§ **TEXT EXCERPT**:
The Centres for Disease Control and Prevention (CDC) disclosed that HV.1 has now become the most dominant type of virus in the United States. This flu-like virus consists of symptoms resembling those of a cold or flu.

Noting this, the symptoms include fever, chills, headache, muscle aches, cough, fatigue, runny nose, sore throat and nasal congestion.

As per the reports of the experts, HV.1 seems to be highly transmissible; however, this new subvariant is not supposed to cause severe illness. Furthermore, this is likely to cause respiratory illness noted in the country.

Respiratory season has peaked as CDC reported an increase in and Respiratory Syncytial Virus.
The respiratory season has peaked as the CDC reported an increase in the Respiratory Syncytial Virus.

The Ministry of Health has introduced some measures to combat the problem of respiratory illness in the nation. Some of the measures are as follows,

– One should maintain proper hand hygiene with regular hand washing

– It is mandatory to cover the nose and mouth when coughing or sneezing

– People should avoid sharing cups and other utensils

– Refrain from sending sick children to school or day-care centres until they are properly cured of the symptoms

– The public is advised to wear a mask where possible, especially in crowded places and when presenting flu-like symptoms

– One should avoid close contact with the people who are sick

– It is important to clean surfaces and objects by using household detergent

– If symptomatic noted, one should avoid contact with people at higher risk of severe illness, such as older people, infants and those who are immunocompromised

– Individuals should consult a healthcare professional if symptoms linger or worsen

– Educational institutions, workplaces, healthcare facilities and business places are suggested to strengthen sanitary protocols to reduce transmission

Moreover, the ministry reminds the general public that the country is currently in the flu season, which runs from October to March, and as such, would like to encourage the use of the flu vaccine, which is available free of cost at various wellness centres.

Stored items from a collection:
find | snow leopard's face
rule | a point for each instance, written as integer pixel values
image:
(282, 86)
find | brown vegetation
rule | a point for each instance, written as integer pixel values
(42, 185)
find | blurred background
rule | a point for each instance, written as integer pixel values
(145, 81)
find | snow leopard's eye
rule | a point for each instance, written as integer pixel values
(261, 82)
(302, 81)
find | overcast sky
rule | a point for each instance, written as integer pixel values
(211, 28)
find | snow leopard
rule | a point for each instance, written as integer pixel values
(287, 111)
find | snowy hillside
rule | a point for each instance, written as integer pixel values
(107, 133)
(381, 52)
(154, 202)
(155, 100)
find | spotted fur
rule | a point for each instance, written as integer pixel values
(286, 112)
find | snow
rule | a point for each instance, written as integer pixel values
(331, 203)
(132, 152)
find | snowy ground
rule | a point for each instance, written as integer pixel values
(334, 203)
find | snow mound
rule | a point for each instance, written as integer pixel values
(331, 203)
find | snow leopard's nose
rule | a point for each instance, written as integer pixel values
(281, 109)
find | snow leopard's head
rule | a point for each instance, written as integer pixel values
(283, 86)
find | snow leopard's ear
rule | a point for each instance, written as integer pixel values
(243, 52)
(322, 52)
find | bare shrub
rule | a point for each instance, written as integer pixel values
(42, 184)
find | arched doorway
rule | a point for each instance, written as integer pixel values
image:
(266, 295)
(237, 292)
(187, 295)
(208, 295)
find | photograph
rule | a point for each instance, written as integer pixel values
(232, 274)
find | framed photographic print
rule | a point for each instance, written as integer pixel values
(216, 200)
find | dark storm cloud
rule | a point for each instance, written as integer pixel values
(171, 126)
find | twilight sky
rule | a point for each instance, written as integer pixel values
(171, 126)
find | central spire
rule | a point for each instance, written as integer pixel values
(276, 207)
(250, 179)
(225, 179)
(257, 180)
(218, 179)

§ **TASK TO CARRY OUT**: Continue the article about the HV.1 subvariant and respiratory illness, starting right after its last sentence about the free flu vaccine.

§ **TASK RESULT**:
The COVID-19 Janssen vaccine is also available and can be taken as a booster, especially for individuals with risk factors or chronic illness. COVID-19 testing is also available free of charge at the Wellness Centre.

Additionally, there was a 42 per cent increase in COVID-19 cases of hospitalization and a 62 per cent increase in ICU admissions compared to the previous month. This update has been shared by the WHO Director-General on a global level.